Pero Nueva Oceanía no está dentro de ninguna reserva oficial. Eso significa que los pobladores enfrentan los encuentros solos, sin apoyo ni protección. Una mañana, Letitia Rodríguez López, una joven madre, escuchó “gritos, llantos, como si hubiera un grupo entero” mientras recogía frutas. Soltó su canasto y corrió.
—“Como los madereros están talando el bosque, ellos también huyen —quizás por miedo—”, dijo. “Terminan cerca de nosotros. No sabemos cómo van a reaccionar. Eso es lo que da miedo.”

Así, los aldeanos improvisan una diplomacia de plátanos y silencio. Saben que gritar o acercarse demasiado podría provocar violencia… o contagio. Es una coexistencia escrita con instinto más que con política, sostenida por la esperanza de que ambos mundos permanezcan invisibles el uno para el otro el tiempo suficiente para sobrevivir.


En Nomole, un ritual de distancia y trueque

A casi doscientos kilómetros, un puesto de control llamado Nomole intenta darle estructura a ese frágil equilibrio. Ocho guardaparques viven allí, trabajando para el Ministerio de Cultura y Fenamad. Custodian el límite de una reserva donde otro grupo Mashco Piro aparece regularmente en una playa de grava al otro lado del río.

—“Siempre vienen al mismo lugar”, contó el jefe de guardaparques Antonio Trigoso Ydalgo. “Gritan desde la orilla, pidiendo plátanos o caña de azúcar. Si no respondemos, esperan todo el día.”

Los guardas cultivan pequeños huertos para esos intercambios. Cuando se acaban los suministros, les piden que “vuelvan en unos días”.

Con los años de encuentros cautelosos, los guardas han aprendido nombres y rostros: Kamotolo (“Abeja de miel”), el líder severo; Tkotko, el bromista, apodado “Buitre”; y Yomako, o “Dragón”, una joven que ríe con los guardas. Los regalos van y vienen: collares de dientes de animal, una sonaja de mono para el bebé de un guardaparque. A los Mashco Piro les encantan los colores brillantes —rojo, verde, camisetas de fútbol descoloridas—, así que los agentes visten ropa gastada como ofrenda.

—“Antes usaban faldas hechas con fibras de insectos”, dijo el guardaparque Eduardo Pancho Pisarlo. “Ahora, cuando pasan botes turísticos, a veces reciben ropa o botas.”

Lo que nunca entregan, añadió Antonio, es conocimiento.
—“Una vez les pregunté cómo hacían fuego. Me dijeron: Tú ya tienes todas esas cosas, ¿para qué quieres saber?

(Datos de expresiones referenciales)
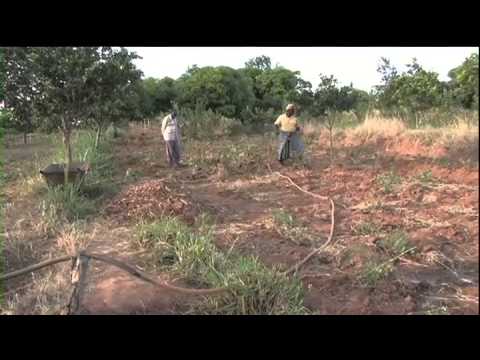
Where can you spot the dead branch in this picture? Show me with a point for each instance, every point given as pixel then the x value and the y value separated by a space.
pixel 79 276
pixel 298 187
pixel 317 250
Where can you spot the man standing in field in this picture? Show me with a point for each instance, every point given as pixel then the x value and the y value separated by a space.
pixel 171 135
pixel 289 134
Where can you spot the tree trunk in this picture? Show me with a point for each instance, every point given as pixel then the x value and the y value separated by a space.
pixel 331 145
pixel 97 138
pixel 68 152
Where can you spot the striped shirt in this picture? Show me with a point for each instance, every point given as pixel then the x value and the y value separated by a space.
pixel 169 128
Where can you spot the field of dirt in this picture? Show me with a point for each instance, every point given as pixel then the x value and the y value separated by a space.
pixel 439 213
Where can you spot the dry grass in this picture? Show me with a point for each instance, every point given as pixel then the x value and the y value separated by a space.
pixel 47 293
pixel 375 126
pixel 72 238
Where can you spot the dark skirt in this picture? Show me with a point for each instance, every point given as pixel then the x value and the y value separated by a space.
pixel 289 142
pixel 173 152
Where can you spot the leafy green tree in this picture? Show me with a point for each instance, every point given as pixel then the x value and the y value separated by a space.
pixel 113 81
pixel 3 75
pixel 413 91
pixel 21 88
pixel 220 89
pixel 464 82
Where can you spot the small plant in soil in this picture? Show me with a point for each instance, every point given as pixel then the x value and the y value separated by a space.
pixel 283 218
pixel 366 228
pixel 426 178
pixel 389 181
pixel 440 310
pixel 395 243
pixel 375 271
pixel 290 228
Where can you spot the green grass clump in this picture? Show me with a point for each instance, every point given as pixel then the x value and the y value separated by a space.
pixel 252 288
pixel 395 243
pixel 389 181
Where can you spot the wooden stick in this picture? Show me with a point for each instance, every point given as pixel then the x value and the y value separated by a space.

> [QUÉ HACER]
[A] Según el extracto, ¿cuántos guardaparques viven en el puesto de control de Nomole?
[B] Indica si cada afirmación coincide con el extracto: (i) Nueva Oceanía está dentro de una reserva oficial. (ii) Los guardas de Nomole cultivan pequeños huertos para los intercambios. (iii) A los Mashco Piro les gustan los colores brillantes.
[C] Reproduce sin cambios el fragmento del extracto que va desde "Así, los aldeanos" hasta "lado del río.", ambos incluidos.
Los registros no tienen relación con el extracto.

> [RESPUESTAS NUMERADAS]
[A] Ocho.

[B]
(i) No: "Pero Nueva Oceanía no está dentro de ninguna reserva oficial."
(ii) Sí: "Los guardas cultivan pequeños huertos para esos intercambios."
(iii) Sí: "A los Mashco Piro les encantan los colores brillantes"

[C]
Así, los aldeanos improvisan una diplomacia de plátanos y silencio. Saben que gritar o acercarse demasiado podría provocar violencia… o contagio. Es una coexistencia escrita con instinto más que con política, sostenida por la esperanza de que ambos mundos permanezcan invisibles el uno para el otro el tiempo suficiente para sobrevivir.


En Nomole, un ritual de distancia y trueque

A casi doscientos kilómetros, un puesto de control llamado Nomole intenta darle estructura a ese frágil equilibrio. Ocho guardaparques viven allí, trabajando para el Ministerio de Cultura y Fenamad. Custodian el límite de una reserva donde otro grupo Mashco Piro aparece regularmente en una playa de grava al otro lado del río.